§ Problem to work on
Copy out the earthquake news report below word for word, everything from "Date: Tue. Oct." down to "desperate for help.".

§ Text to read
————————
Date: Tue. Oct. 11 2005 5:55 AM ET

As time starts to run short for finding survivors under the rubble, those left alive after Saturday's earthquake are getting increasingly desperate for help.

"We are not getting aid. We are starving, the children are starving as well," one woman said in Urdu.

"There is nothing to buy, nothing to sleep on, no mats. We don't have anything. Please take our voice to President (Pervez) Musharraf."

"We are doing whatever is humanly possible," Musharraf told reporters. "There should not be any blame game. We are trying to reach all those areas where people need our help."

While rescuers are still finding survivors, a lack of resources is frustrating efforts.

"There are many more alive inside, but we can't take them all out because we don't have government efforts here," said Sadan Khattak, a student from Peshawar on the border with Afghanistan.

"They are not helping us out," he said of the Pakistani government. "Otherwise we could have taken them out much earlier."

There is no power or water in the worst-hit zones, and landslides in mountainous areas have rendered roads impassable.

Indian soldiers were packing supplies on their backs to deliver supplies to some isolated areas.

However, survivors say the effort is too little, too late.

In Muzaffarabad, capital of Pakistan-controlled Kashmir, a city official said that 90 per cent of the city was destroyed.
————————
§ Given records
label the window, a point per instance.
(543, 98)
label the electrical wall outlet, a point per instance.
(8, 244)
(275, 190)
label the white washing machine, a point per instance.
————————
§ Completed exercise
Date: Tue. Oct. 11 2005 5:55 AM ET

As time starts to run short for finding survivors under the rubble, those left alive after Saturday's earthquake are getting increasingly desperate for help.